BEGIN Data provided
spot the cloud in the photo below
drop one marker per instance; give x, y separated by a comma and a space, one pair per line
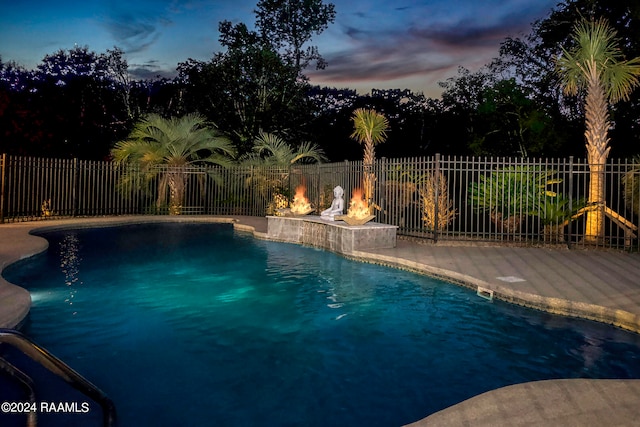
135, 29
421, 48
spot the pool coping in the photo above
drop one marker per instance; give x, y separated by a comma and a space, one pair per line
556, 402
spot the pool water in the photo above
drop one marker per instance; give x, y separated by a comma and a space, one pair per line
195, 324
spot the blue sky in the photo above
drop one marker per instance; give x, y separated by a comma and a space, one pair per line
380, 44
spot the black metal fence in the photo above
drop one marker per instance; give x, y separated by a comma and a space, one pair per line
521, 201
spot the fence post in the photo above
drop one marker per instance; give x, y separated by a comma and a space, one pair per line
382, 168
3, 168
75, 189
570, 198
436, 176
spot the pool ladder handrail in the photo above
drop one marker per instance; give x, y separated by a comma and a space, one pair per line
52, 363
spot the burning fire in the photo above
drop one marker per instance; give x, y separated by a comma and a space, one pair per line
300, 204
358, 208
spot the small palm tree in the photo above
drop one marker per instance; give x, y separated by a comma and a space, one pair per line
370, 129
174, 143
596, 65
272, 158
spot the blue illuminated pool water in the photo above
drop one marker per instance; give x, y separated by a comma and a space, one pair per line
194, 324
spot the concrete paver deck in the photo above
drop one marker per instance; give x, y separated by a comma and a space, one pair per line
598, 285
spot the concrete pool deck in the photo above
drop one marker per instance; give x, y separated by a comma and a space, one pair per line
599, 285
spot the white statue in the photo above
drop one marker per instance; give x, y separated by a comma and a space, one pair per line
337, 206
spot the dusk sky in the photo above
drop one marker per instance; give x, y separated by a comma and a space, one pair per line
382, 44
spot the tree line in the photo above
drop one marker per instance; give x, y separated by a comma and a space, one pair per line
79, 103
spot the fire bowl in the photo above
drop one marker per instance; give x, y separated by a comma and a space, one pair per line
354, 221
288, 212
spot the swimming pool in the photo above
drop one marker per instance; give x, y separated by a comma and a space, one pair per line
196, 323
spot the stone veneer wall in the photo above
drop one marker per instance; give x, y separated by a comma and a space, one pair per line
336, 236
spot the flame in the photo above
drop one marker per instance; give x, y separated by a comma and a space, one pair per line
300, 204
358, 208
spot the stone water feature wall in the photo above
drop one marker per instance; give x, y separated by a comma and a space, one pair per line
335, 236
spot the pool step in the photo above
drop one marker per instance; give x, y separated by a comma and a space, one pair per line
42, 388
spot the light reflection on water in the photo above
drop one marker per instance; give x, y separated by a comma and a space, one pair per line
253, 331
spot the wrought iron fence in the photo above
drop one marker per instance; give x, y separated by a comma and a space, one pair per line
522, 201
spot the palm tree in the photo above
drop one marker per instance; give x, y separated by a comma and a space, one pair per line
596, 65
272, 158
370, 129
175, 143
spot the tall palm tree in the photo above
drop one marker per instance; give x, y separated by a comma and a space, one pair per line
370, 129
596, 65
175, 143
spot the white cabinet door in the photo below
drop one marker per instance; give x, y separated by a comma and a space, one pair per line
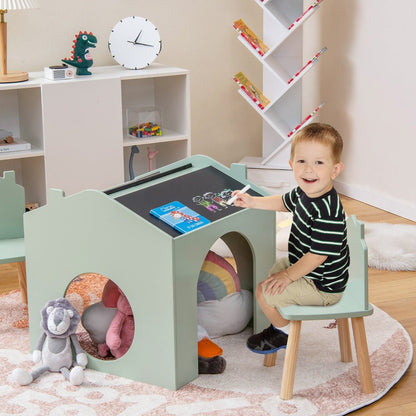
83, 134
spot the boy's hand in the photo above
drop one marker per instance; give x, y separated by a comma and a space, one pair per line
243, 200
276, 283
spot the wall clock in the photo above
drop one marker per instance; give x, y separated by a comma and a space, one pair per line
134, 42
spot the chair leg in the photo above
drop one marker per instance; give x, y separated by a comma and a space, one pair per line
21, 273
289, 367
344, 340
363, 358
270, 359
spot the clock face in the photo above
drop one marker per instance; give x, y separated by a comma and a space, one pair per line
134, 42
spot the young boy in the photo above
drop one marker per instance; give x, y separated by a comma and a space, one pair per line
316, 271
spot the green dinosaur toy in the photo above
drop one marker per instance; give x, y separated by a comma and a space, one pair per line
81, 57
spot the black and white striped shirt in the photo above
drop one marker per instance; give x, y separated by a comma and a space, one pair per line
319, 227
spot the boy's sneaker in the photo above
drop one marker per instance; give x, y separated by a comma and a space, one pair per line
267, 341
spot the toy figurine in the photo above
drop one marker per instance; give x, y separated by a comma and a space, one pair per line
81, 57
150, 155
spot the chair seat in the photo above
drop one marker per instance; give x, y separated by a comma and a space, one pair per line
12, 250
350, 306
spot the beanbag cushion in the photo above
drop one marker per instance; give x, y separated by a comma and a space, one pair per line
227, 316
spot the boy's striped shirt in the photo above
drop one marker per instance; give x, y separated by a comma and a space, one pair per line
319, 227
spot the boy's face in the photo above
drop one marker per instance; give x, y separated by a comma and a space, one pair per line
314, 168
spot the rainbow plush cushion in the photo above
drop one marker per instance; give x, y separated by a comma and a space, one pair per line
217, 279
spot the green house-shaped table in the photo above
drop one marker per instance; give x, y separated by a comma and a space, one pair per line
113, 233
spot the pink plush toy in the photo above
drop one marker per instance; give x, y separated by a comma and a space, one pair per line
121, 331
110, 322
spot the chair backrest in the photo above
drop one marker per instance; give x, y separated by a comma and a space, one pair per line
358, 271
12, 207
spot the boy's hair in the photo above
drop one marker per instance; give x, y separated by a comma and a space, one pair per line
321, 133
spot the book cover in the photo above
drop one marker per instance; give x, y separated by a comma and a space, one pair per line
17, 145
250, 37
251, 90
179, 216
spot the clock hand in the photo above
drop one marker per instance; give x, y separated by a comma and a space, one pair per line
137, 38
143, 44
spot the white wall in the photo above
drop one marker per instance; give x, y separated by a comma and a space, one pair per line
367, 78
196, 34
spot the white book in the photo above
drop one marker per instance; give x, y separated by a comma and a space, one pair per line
17, 146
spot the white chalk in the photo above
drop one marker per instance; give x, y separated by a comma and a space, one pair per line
243, 191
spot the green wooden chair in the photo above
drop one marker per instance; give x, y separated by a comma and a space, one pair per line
353, 304
12, 244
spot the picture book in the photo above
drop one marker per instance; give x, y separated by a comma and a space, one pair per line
251, 90
250, 37
179, 216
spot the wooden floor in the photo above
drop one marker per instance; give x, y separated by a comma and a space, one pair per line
394, 292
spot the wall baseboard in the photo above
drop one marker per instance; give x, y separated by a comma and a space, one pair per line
396, 206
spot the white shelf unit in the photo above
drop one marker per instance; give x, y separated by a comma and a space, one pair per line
283, 71
78, 128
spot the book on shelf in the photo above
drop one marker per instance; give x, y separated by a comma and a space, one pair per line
250, 37
305, 14
179, 216
309, 64
254, 93
17, 145
306, 120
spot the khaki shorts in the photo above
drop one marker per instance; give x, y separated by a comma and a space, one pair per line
301, 292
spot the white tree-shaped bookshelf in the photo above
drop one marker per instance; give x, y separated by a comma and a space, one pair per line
283, 71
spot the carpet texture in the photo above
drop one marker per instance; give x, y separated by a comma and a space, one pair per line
323, 385
391, 246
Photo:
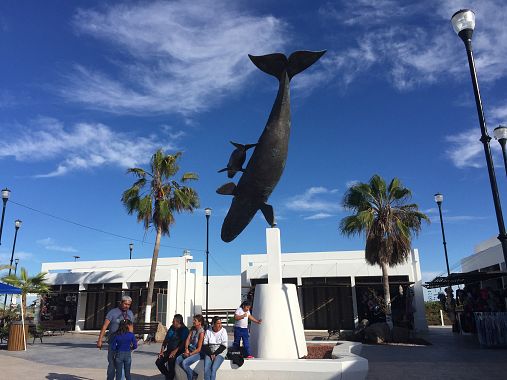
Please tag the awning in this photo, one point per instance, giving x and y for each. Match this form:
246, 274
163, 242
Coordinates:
463, 279
9, 289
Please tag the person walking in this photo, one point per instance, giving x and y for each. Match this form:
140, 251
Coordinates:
173, 344
122, 343
193, 346
215, 344
241, 317
112, 322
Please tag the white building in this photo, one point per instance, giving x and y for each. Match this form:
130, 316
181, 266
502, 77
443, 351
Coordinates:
332, 287
88, 289
487, 257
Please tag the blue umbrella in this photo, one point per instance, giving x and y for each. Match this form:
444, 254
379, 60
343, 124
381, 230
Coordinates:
9, 289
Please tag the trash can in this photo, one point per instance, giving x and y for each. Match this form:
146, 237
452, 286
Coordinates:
15, 341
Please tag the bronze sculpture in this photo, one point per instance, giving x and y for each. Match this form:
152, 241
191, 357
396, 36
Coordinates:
267, 163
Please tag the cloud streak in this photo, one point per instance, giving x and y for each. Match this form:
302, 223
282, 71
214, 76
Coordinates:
388, 33
82, 146
174, 57
316, 200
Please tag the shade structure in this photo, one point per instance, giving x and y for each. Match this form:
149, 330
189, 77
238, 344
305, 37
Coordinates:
462, 279
9, 289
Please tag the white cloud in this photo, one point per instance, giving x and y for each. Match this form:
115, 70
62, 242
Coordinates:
389, 33
318, 216
319, 200
52, 245
466, 150
5, 257
82, 146
351, 183
176, 56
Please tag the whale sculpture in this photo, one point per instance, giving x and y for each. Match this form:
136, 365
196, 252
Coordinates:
237, 159
267, 162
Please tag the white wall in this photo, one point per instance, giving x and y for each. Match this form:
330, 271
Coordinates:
224, 292
338, 264
486, 254
183, 298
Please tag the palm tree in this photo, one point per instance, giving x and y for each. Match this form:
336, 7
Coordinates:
388, 222
154, 198
34, 285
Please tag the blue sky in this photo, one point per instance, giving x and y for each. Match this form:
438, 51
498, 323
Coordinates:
89, 89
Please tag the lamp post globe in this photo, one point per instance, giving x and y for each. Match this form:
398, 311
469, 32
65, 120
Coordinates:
5, 197
207, 212
463, 23
500, 133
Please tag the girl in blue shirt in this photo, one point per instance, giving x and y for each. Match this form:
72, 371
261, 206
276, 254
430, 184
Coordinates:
122, 343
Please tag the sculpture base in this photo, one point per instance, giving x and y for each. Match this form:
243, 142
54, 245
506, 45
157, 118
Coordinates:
281, 334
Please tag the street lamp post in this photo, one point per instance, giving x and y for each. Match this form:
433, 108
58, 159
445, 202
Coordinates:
16, 261
17, 225
463, 23
5, 197
207, 211
439, 198
500, 133
187, 257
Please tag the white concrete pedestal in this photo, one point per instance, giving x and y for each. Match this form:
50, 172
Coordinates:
281, 334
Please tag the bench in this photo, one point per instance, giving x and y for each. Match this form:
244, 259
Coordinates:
146, 328
36, 332
53, 326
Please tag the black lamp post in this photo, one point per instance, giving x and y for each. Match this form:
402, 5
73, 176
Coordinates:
463, 22
439, 198
207, 211
500, 133
17, 225
5, 197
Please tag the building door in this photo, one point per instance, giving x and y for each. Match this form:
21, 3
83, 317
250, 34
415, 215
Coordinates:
327, 303
100, 299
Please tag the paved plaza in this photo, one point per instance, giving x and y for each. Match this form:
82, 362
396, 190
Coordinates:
75, 357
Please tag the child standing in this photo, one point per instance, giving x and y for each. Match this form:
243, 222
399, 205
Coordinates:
122, 344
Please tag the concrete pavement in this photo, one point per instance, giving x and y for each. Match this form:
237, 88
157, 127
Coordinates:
75, 357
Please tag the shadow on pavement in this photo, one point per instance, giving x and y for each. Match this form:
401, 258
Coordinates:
65, 376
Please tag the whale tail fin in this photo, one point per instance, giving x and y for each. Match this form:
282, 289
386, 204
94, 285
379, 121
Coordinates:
244, 147
277, 64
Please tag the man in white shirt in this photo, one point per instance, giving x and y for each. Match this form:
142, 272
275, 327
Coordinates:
241, 317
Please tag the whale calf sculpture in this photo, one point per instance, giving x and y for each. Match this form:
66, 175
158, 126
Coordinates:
267, 163
237, 159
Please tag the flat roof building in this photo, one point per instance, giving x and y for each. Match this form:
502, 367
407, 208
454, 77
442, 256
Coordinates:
335, 289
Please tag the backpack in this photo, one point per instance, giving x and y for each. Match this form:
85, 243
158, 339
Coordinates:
235, 356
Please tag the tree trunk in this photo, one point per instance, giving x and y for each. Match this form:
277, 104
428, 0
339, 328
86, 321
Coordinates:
387, 294
23, 303
151, 282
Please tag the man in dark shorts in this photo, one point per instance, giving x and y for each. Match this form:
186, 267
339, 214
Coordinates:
113, 319
173, 344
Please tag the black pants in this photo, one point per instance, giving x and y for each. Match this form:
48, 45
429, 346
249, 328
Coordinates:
165, 365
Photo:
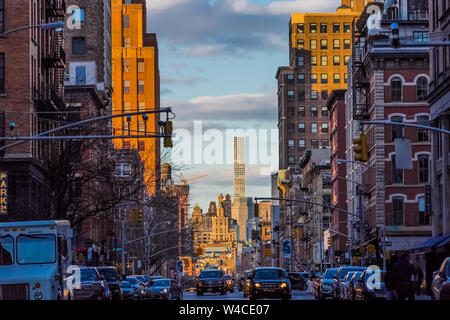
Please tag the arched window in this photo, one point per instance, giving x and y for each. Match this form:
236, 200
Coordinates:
422, 88
396, 89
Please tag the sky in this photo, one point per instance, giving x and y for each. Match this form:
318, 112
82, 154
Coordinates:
217, 61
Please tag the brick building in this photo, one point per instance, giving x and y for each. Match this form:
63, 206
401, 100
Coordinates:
32, 66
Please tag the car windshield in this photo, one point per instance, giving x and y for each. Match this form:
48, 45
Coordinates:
210, 274
6, 251
109, 274
88, 275
161, 283
34, 249
329, 274
268, 274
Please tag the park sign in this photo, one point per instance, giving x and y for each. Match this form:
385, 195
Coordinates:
3, 194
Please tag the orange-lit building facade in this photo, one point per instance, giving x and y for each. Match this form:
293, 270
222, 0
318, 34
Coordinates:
135, 80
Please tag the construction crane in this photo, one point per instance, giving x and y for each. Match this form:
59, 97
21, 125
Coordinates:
184, 181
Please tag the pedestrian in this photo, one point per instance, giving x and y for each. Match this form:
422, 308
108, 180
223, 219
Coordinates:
403, 275
391, 293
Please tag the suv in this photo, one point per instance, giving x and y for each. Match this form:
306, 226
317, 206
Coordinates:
270, 282
112, 277
211, 280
END Data provided
** Task statement **
Copy nothing but the lines from the start of the entries through the line with "spot the small palm tree in the photo above". Write them out exactly, without pictures.

** Expected output **
spot the cloud in the photo below
drop one marker per instance; give x, y separated by a comma and a space, one pair per line
135, 29
421, 48
spot the pool coping in the photo above
drop one marker per instance; give x, y separated by a comma and a space, one pair per line
556, 402
spot the pool water in the photo above
drop one marker per instance; give x, y separated by a comma and a space, one pair per line
195, 324
spot the blue sky in the photo above
drop one marker per instance; give x, y separated by a comma and a space, one pair per line
380, 44
spot the black metal fence in the photo above
drop one marker per instance; give x, y separated by a comma and a space, one pair per line
521, 201
spot the fence post in the photo above
drop one marker per instance; give x, y separated by a comma and a space, one pair per line
382, 168
3, 168
75, 189
570, 198
436, 176
spot the pool ladder handrail in the photo above
drop one marker per instance; give x, y separated by a comma and a space, one pair per line
52, 363
spot the burning fire in the photo above
drop one marker per instance; give x, y separated by a comma and a space, one pair per line
300, 204
358, 208
spot the small palm tree in the photo above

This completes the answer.